## BEGIN SELECTION

A friend of mine tells this story about her husband. Their first year together, he got pissy because she forgot the avocados. “He texted me while I was at work,” she said, “and I didn’t see it.”

That night, they had a talk about expectations.

Specifically, divisions of household labor. You know, groceries. Cooking. Cleaning. Laundry. The stuff once delegated to housewives, before women became a visible presence in the workplace.

“Basically, I told him he could get his own goddamn avocados — if he wanted them that badly.”

My friend makes a good point. Sometimes, you might ask your partner for a favor. They might cook for you. They might take on more or less responsibility around the house to offset your stress.

That’s love, and it works both ways.

There’s no good reason to make faces and passive-aggressive remarks, when avocados lie waiting for you not even ten minutes away by car. And you’re not all that busy. You just wanted her to make guacamole.

Avocados lie in waiting. That sounds ominous.

## END SELECTION
## BEGIN MATERIAL SUPPLIED

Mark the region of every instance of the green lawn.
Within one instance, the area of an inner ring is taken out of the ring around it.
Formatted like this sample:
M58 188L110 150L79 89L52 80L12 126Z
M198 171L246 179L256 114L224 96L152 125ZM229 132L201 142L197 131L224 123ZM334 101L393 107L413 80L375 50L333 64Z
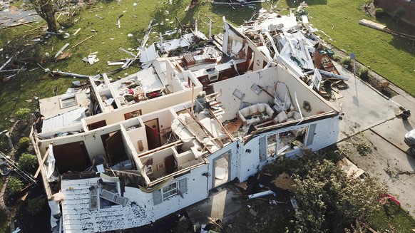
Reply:
M330 41L319 33L328 43L347 53L355 53L359 61L415 96L413 41L359 25L359 20L362 19L376 21L360 9L364 2L364 0L307 1L310 24L332 38ZM296 3L295 6L297 5ZM382 21L388 23L390 28L400 28L394 25L393 21ZM411 29L412 32L415 31L414 28Z
M378 232L411 232L415 220L392 202L384 204L372 219L372 227Z

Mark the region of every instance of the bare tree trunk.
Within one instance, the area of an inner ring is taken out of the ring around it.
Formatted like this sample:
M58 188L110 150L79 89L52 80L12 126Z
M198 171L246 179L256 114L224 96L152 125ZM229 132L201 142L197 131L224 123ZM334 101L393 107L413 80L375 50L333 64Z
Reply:
M48 31L58 32L56 19L55 19L55 9L53 2L51 0L29 0L34 5L35 10L48 24Z

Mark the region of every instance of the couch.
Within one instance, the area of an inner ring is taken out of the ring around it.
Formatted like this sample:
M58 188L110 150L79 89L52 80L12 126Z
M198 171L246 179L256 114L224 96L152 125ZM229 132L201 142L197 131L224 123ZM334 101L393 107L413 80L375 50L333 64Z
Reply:
M257 103L237 112L244 125L264 122L272 118L274 110L267 103Z

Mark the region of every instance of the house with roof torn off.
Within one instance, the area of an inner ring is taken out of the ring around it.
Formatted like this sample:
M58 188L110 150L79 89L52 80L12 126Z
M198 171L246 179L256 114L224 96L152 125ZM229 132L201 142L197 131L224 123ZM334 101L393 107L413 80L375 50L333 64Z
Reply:
M104 73L90 78L86 91L40 101L31 139L56 232L148 224L278 157L301 155L302 145L337 142L340 106L291 62L278 62L271 43L259 46L225 19L224 26L220 43L147 56L153 58L136 73L116 81ZM307 49L292 39L275 48ZM312 65L307 55L299 59Z

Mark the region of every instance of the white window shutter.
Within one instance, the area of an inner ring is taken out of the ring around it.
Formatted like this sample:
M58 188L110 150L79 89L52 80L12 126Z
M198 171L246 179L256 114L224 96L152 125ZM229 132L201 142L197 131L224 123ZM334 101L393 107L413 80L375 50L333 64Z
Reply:
M161 197L161 190L153 192L153 201L154 202L154 205L158 204L163 202L163 197Z

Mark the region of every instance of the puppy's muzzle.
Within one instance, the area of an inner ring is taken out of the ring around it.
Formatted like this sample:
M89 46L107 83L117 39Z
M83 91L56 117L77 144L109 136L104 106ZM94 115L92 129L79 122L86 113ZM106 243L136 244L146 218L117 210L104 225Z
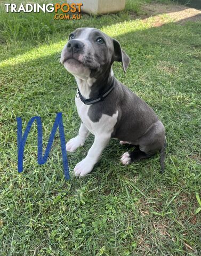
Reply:
M78 40L73 39L69 41L67 44L67 51L72 52L73 53L78 52L84 47L84 44Z

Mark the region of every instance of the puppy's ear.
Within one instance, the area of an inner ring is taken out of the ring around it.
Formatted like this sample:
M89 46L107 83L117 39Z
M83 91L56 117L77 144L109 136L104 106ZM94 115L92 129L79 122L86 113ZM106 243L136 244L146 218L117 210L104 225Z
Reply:
M126 73L126 69L130 63L130 59L123 50L122 49L119 43L113 39L114 49L114 60L120 61L124 72Z

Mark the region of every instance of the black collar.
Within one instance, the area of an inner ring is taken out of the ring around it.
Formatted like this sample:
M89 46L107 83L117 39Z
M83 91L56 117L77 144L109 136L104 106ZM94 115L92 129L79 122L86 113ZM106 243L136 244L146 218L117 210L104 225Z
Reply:
M108 90L104 92L103 93L101 94L101 95L99 95L97 98L92 98L89 99L85 99L83 97L83 96L81 94L81 92L78 89L78 93L79 94L79 99L82 100L82 101L86 105L90 105L91 104L93 104L94 103L98 102L99 101L101 101L103 100L103 99L107 96L109 93L112 90L114 87L115 87L115 77L114 77L112 82L108 88Z

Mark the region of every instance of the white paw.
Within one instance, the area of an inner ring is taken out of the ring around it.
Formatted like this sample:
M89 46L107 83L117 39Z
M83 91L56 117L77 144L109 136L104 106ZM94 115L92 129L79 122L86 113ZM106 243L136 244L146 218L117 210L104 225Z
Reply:
M131 163L131 157L128 152L126 152L122 155L120 161L124 165L129 164Z
M84 140L78 135L70 140L66 143L66 148L68 152L74 152L78 147L83 146Z
M74 168L75 176L84 177L92 171L94 165L94 164L92 160L84 158L77 163Z
M131 142L128 142L128 141L124 141L124 140L121 140L119 142L119 144L121 145L124 145L124 144L131 144Z

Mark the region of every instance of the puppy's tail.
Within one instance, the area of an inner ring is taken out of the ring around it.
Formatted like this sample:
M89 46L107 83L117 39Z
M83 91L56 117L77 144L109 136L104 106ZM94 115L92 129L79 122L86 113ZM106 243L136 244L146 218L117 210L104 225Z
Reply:
M163 173L165 170L165 159L166 155L166 148L167 146L166 140L165 139L165 143L162 148L160 150L160 173Z

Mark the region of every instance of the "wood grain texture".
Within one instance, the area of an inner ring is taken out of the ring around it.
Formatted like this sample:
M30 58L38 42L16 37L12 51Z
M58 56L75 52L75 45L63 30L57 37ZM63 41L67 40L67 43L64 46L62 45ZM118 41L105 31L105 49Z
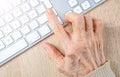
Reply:
M87 15L104 22L103 38L106 58L111 60L111 67L116 77L120 77L120 0L107 0ZM60 43L54 35L45 41L60 48ZM40 45L41 43L37 44L0 67L0 77L66 77L58 72L55 64Z

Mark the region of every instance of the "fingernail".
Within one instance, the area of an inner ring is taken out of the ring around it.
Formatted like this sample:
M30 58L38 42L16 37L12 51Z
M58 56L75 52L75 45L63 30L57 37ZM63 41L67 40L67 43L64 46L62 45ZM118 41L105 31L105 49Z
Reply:
M47 9L47 13L50 15L50 14L52 14L53 12L52 12L52 9Z

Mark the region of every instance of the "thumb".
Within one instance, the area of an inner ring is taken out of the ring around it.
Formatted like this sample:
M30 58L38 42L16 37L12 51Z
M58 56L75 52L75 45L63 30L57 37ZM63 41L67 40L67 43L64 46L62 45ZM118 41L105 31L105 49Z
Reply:
M52 44L50 43L43 43L42 47L48 53L48 56L55 61L56 64L61 64L63 62L63 54Z

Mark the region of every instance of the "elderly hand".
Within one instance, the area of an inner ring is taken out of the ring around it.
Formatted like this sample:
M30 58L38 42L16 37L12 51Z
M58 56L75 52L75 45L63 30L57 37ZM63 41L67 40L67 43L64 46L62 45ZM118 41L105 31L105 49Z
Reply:
M89 16L68 13L65 22L72 25L72 33L66 31L53 10L47 9L47 16L55 36L62 43L63 55L54 45L42 46L52 58L59 71L70 77L84 77L105 63L100 21Z

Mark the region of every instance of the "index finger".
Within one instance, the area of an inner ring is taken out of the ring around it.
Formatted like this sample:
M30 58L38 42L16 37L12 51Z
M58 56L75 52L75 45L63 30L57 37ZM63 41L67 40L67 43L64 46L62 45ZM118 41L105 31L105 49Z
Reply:
M55 35L60 38L60 40L67 41L69 39L68 34L66 33L63 25L58 20L57 16L53 12L52 9L46 10L48 21L50 23L51 28L53 29Z

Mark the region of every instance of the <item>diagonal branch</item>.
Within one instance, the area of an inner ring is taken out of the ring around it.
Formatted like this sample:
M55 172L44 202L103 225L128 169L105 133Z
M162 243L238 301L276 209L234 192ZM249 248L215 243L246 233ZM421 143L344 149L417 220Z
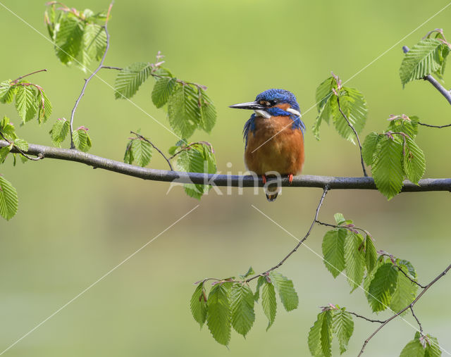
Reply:
M364 156L362 154L362 144L360 144L360 139L359 138L359 134L357 134L357 132L354 127L354 126L352 125L352 124L351 124L351 122L350 122L349 119L347 118L347 116L346 116L345 113L343 113L343 111L342 111L341 106L340 106L340 97L338 96L337 96L337 104L338 104L338 111L340 111L341 115L343 116L343 118L346 120L346 123L347 123L347 125L349 125L349 127L354 132L354 134L355 135L355 137L357 139L357 143L359 144L359 149L360 150L360 162L362 163L362 168L364 170L364 176L366 177L368 177L368 174L366 173L366 169L365 169L365 164L364 163Z
M72 132L73 131L73 117L75 115L75 111L78 107L78 104L80 104L80 101L81 101L82 96L85 95L85 91L86 90L86 87L87 87L88 83L91 81L91 80L94 77L94 75L97 74L103 67L104 62L105 61L105 58L106 57L106 54L108 53L108 50L110 47L110 34L108 32L108 20L109 20L110 13L111 12L111 8L113 7L113 2L110 4L109 7L108 8L108 13L106 14L106 19L105 20L105 25L102 27L105 30L105 35L106 35L106 46L105 46L105 51L104 52L104 55L100 60L100 63L99 63L99 66L91 73L91 75L87 77L87 79L85 80L85 84L83 84L83 87L82 88L82 92L78 96L78 98L75 101L75 104L72 109L72 112L70 113L70 149L75 149L75 146L73 143L73 136Z
M0 147L8 146L9 143L0 140ZM12 152L19 151L13 148ZM141 168L116 161L106 158L84 153L78 150L70 150L54 146L46 146L35 144L29 144L28 150L25 151L29 155L39 156L41 154L45 158L85 163L96 168L102 168L114 173L128 175L144 180L179 183L209 184L218 187L262 187L264 186L261 177L256 175L219 175L199 173L183 173L166 170ZM318 187L328 189L377 189L372 177L340 177L332 176L315 176L303 175L295 176L290 183L288 177L280 179L280 186L292 187ZM451 192L451 178L423 179L419 184L414 184L408 180L403 183L403 192L424 192L429 191Z

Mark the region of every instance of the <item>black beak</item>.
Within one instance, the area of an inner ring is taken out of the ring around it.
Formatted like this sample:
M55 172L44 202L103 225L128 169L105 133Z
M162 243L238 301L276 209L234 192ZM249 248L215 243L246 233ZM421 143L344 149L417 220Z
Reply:
M233 104L229 106L229 108L235 108L236 109L265 109L266 107L259 104L257 101L248 101L247 103L240 103L239 104Z

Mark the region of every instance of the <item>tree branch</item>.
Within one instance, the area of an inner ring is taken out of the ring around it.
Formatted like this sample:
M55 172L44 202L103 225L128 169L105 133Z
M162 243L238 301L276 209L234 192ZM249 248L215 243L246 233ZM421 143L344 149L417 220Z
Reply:
M442 273L440 273L433 280L432 280L429 284L428 284L424 289L420 292L418 296L416 296L416 298L415 298L415 300L414 300L412 303L409 303L409 305L407 305L405 308L404 308L403 309L400 310L400 311L398 311L397 313L396 313L395 315L393 315L392 317L388 318L387 320L385 320L383 323L382 323L382 325L381 325L381 326L379 326L376 331L374 331L369 337L368 337L364 343L364 345L362 346L362 349L360 350L360 353L359 353L359 356L362 356L362 354L364 353L364 350L365 349L365 347L366 346L366 344L368 344L368 342L369 342L370 339L371 339L374 335L376 334L377 334L381 329L382 329L385 325L387 325L388 322L390 322L392 320L393 320L394 318L397 318L397 316L399 316L400 315L401 315L403 312L404 312L406 310L409 309L409 308L412 308L414 307L414 305L415 305L415 303L416 303L416 301L418 301L421 297L423 296L423 294L428 291L428 289L432 287L435 282L437 282L437 281L438 281L439 279L440 279L442 277L443 277L447 272L448 270L450 270L450 269L451 269L451 264L450 264L446 269L445 269L445 270L443 270ZM413 312L413 311L412 311ZM415 318L416 318L416 317L415 316ZM418 320L417 320L418 321ZM420 325L421 326L421 325ZM421 331L420 331L421 332Z
M9 144L0 140L0 147L7 146ZM16 149L12 152L18 153ZM96 168L102 168L115 173L133 176L135 177L152 181L166 182L176 182L179 183L194 183L199 184L214 184L219 187L263 187L264 184L261 177L257 175L245 176L237 175L219 175L199 173L183 173L169 171L154 168L141 168L129 165L121 161L102 158L96 155L53 146L46 146L35 144L29 144L28 155L39 156L42 154L47 158L65 160L85 163ZM303 175L293 177L290 183L288 177L282 177L282 187L318 187L323 189L326 186L328 189L377 189L372 177L339 177L332 176L314 176ZM412 184L405 180L402 186L403 192L424 192L429 191L450 191L451 178L424 179L420 180L419 184Z
M166 162L168 163L168 165L169 165L169 168L171 169L171 171L173 171L174 169L172 167L172 165L171 165L171 161L169 161L169 159L168 158L166 158L166 155L164 154L163 154L163 152L161 151L161 150L160 150L159 148L157 148L155 145L154 145L152 144L152 142L149 140L148 139L146 139L145 137L144 137L142 135L141 135L140 134L138 134L137 132L130 132L130 134L134 134L135 135L136 135L137 137L139 137L140 139L144 140L146 142L148 142L149 144L150 144L152 147L156 150L159 153L160 153L160 154L161 155L161 156L163 156L164 158L164 159L166 161Z
M362 163L362 168L364 170L364 176L365 176L365 177L367 177L368 174L366 173L366 169L365 168L365 164L364 163L364 156L362 154L362 144L360 144L360 139L359 138L359 134L357 134L357 132L354 127L354 126L352 125L352 124L351 124L351 122L350 122L350 120L348 120L346 115L343 113L343 111L341 110L341 106L340 106L340 97L338 95L336 96L337 96L337 104L338 104L338 111L340 111L341 115L343 116L343 118L346 120L346 123L347 123L347 125L349 125L349 127L352 130L352 131L354 132L354 134L355 135L355 137L357 139L357 143L359 144L359 149L360 150L360 162Z
M70 113L70 149L75 149L75 146L73 144L73 136L72 134L72 132L73 132L73 117L75 115L75 111L77 110L77 107L78 106L78 104L80 101L82 99L82 97L85 95L85 91L86 90L86 87L87 87L87 84L89 81L94 77L94 75L97 74L103 67L104 62L105 61L105 58L106 57L106 54L108 53L108 50L110 47L110 34L108 32L108 20L109 20L110 13L111 11L111 8L113 7L113 2L110 4L109 7L108 8L108 13L106 14L106 19L105 20L105 25L102 27L105 30L105 35L106 35L106 46L105 46L105 51L104 52L104 56L102 56L101 59L100 60L100 63L99 63L99 66L94 70L91 75L87 77L87 79L85 80L85 84L83 84L83 87L82 88L82 92L78 96L78 98L75 101L75 104L72 109L72 112Z
M304 236L304 238L302 238L300 241L299 241L299 243L297 243L297 244L296 244L296 246L295 246L295 248L290 252L288 253L288 254L287 254L285 258L283 259L282 259L276 265L274 265L273 268L271 268L271 269L268 269L268 270L266 270L264 273L262 273L261 274L257 274L257 275L254 275L252 277L249 277L249 279L247 279L245 280L245 282L249 282L251 280L253 280L254 279L256 279L260 276L265 276L265 275L268 275L268 274L269 274L269 272L274 270L276 269L277 269L278 268L279 268L282 264L283 264L285 263L285 261L288 259L288 258L290 258L291 256L291 255L295 253L299 246L301 246L301 245L302 244L302 243L304 243L304 242L305 241L305 239L307 239L307 237L310 235L310 232L311 232L311 230L313 229L313 226L315 225L315 223L316 223L316 220L318 219L318 215L319 214L319 210L321 208L321 205L323 204L323 201L324 201L324 197L326 197L326 194L327 194L328 191L328 187L327 186L326 186L324 187L324 189L323 189L323 194L321 195L321 199L319 199L319 203L318 203L318 206L316 207L316 211L315 211L315 217L313 219L313 222L311 222L311 224L310 225L310 227L309 228L309 230L307 231L307 232L305 234L305 235Z

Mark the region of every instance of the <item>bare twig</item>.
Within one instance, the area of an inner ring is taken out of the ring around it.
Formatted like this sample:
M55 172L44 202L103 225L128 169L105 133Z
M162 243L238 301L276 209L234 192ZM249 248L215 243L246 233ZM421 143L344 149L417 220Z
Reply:
M337 96L337 104L338 104L338 111L340 111L341 115L343 116L343 118L346 120L346 123L347 123L347 125L349 125L349 127L354 132L354 134L355 135L355 137L357 139L357 143L359 144L359 149L360 150L360 162L362 163L362 168L364 171L364 176L366 177L368 177L368 174L366 173L366 169L365 168L365 163L364 163L364 156L362 154L362 144L360 144L360 139L359 138L359 134L357 134L357 132L354 127L354 126L352 125L352 124L351 124L351 122L350 122L349 119L347 118L345 113L343 113L343 111L342 111L341 106L340 106L340 97L338 96Z
M82 88L82 92L80 94L80 96L78 96L78 98L77 99L77 100L75 101L75 104L74 105L73 108L72 109L72 112L70 113L70 149L75 149L75 146L74 145L74 143L73 143L73 135L72 134L72 132L73 131L73 117L75 114L75 111L77 110L77 107L78 106L78 104L80 103L80 101L81 100L82 97L85 95L85 91L86 90L87 84L94 77L94 76L97 74L97 72L99 72L104 66L104 62L105 61L105 58L106 57L106 54L108 53L108 49L109 49L109 46L110 46L110 35L108 32L108 20L109 20L110 13L111 11L111 8L113 7L113 2L112 1L110 4L109 7L108 8L108 13L106 14L106 19L105 20L105 25L102 26L102 27L105 30L105 35L106 35L106 46L105 46L105 51L104 52L104 55L102 56L101 59L100 60L100 63L99 63L99 66L94 70L94 72L92 72L92 73L91 73L91 75L89 75L89 77L88 77L87 79L85 80L85 84L83 84L83 87Z
M173 171L174 169L172 167L172 165L171 165L171 161L169 161L169 159L168 158L166 158L166 155L164 154L163 154L163 152L161 151L161 150L160 150L159 148L157 148L155 145L154 145L154 144L149 140L148 139L144 137L142 135L138 134L137 132L130 132L130 134L133 134L135 135L136 135L137 137L139 137L140 139L141 139L142 140L144 140L146 142L148 142L149 144L150 144L152 147L156 150L159 153L160 153L160 154L161 155L161 156L163 156L164 158L164 159L166 161L166 162L168 163L168 165L169 165L169 168L171 169L171 171Z
M254 275L252 277L249 277L249 279L247 279L245 281L245 282L249 282L251 280L253 280L254 279L256 279L260 276L265 276L265 275L268 275L268 274L269 274L269 272L274 270L276 269L277 269L278 268L279 268L282 264L283 264L285 261L287 259L288 259L288 258L290 258L291 256L291 255L295 253L299 246L301 246L301 244L302 244L302 243L304 243L304 242L305 241L305 239L307 239L307 237L310 235L310 232L311 232L311 230L313 229L313 226L315 225L315 223L316 222L316 220L318 219L318 215L319 214L319 210L321 208L321 205L323 204L323 201L324 201L324 197L326 197L326 194L327 194L328 191L329 190L328 187L327 186L326 186L324 187L324 189L323 189L323 194L321 195L321 199L319 199L319 203L318 203L318 206L316 207L316 211L315 211L315 217L313 219L313 221L311 222L311 224L310 225L310 227L309 228L309 230L307 231L307 232L305 234L305 235L304 236L304 238L302 238L300 241L299 241L299 243L297 243L297 244L296 244L296 246L295 246L295 248L293 249L292 249L292 251L288 253L283 259L282 259L277 265L274 265L273 268L271 268L271 269L268 269L266 271L262 273L261 274L257 274L257 275Z
M8 146L8 142L0 140L0 147ZM13 149L13 152L15 152ZM18 152L18 151L16 151ZM256 175L219 175L199 173L183 173L141 168L116 161L106 158L97 156L87 153L36 144L29 144L28 155L42 154L46 158L54 158L85 163L109 171L128 175L143 180L180 183L209 184L218 187L263 187L264 183L261 177ZM303 175L295 176L290 183L288 177L280 179L281 187L328 187L328 189L377 189L372 177L340 177L333 176L316 176ZM430 191L451 191L451 178L435 178L420 180L419 184L410 181L403 182L402 192L425 192Z
M450 269L451 269L451 264L450 264L446 269L445 269L445 270L443 270L442 273L440 273L433 280L432 280L429 284L428 284L426 287L423 289L423 291L421 292L420 292L418 296L416 296L416 298L415 298L415 300L414 300L412 303L409 303L409 305L407 305L405 308L402 308L402 310L400 310L400 311L398 311L397 313L396 313L395 315L393 315L393 316L391 316L390 318L388 318L387 320L385 320L383 323L382 323L381 325L381 326L379 326L376 331L374 331L369 337L368 337L365 342L364 342L364 345L362 346L362 349L360 350L360 352L359 353L359 356L362 356L362 354L364 353L364 351L365 349L365 347L366 346L366 345L368 344L368 342L369 342L369 341L374 337L374 335L376 334L377 334L381 329L382 329L385 325L387 325L388 322L390 322L392 320L393 320L394 318L397 318L397 316L399 316L400 315L401 315L403 312L404 312L406 310L409 309L411 308L412 308L414 306L414 305L415 305L415 303L416 303L416 301L418 301L421 296L423 296L423 294L428 291L428 289L432 287L432 285L433 285L435 282L437 282L437 281L440 279L442 277L443 277L447 272L448 270L450 270ZM421 332L421 331L420 331Z
M403 46L402 51L404 51L404 54L407 54L407 52L409 52L409 49L407 46ZM435 78L434 78L431 75L428 75L423 79L424 80L427 80L429 83L431 83L433 86L434 86L435 89L440 92L440 93L446 99L446 100L448 101L448 103L451 104L451 92L450 92L450 91L448 91L442 84L440 84L440 82ZM421 125L424 125L424 124L421 124ZM425 125L425 126L432 126L432 125ZM446 125L446 126L451 126L451 125ZM432 126L432 127L434 127L434 126Z

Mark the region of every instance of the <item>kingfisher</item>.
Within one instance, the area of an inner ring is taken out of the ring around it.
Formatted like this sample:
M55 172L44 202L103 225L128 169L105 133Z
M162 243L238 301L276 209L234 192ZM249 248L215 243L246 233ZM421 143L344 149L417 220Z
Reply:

## END MATERIAL SUPPLIED

◆ **TASK DIRECTIONS**
Please carry on the piece about the forgotten avocados and household chores, picking up right after its final line.

◆ **ANSWER TO THE TASK**
Some couples buy their groceries together. They have a routine. Some men even enjoy loading up the dishwasher, and they don’t mind vacuuming, or starting a load of clothes. Their moms didn’t do their laundry in college. They know the difference between spin cycles.

Until recently, I assumed everyone had some kind of agreement to split the dirty work. But I’m learning otherwise.

We still have a ways to go.

Plenty of guys don’t grasp the idea of chore sharing. Sometimes, it’s not that they actively resist. More like passively.

“They just suck at everything,” another friend said over coffee last week. “My husband can’t even chop vegetables. We tried once, and I thought he was going to slice his fingers off.” My friend took over meal prep that night, and she’s been doing it ever since.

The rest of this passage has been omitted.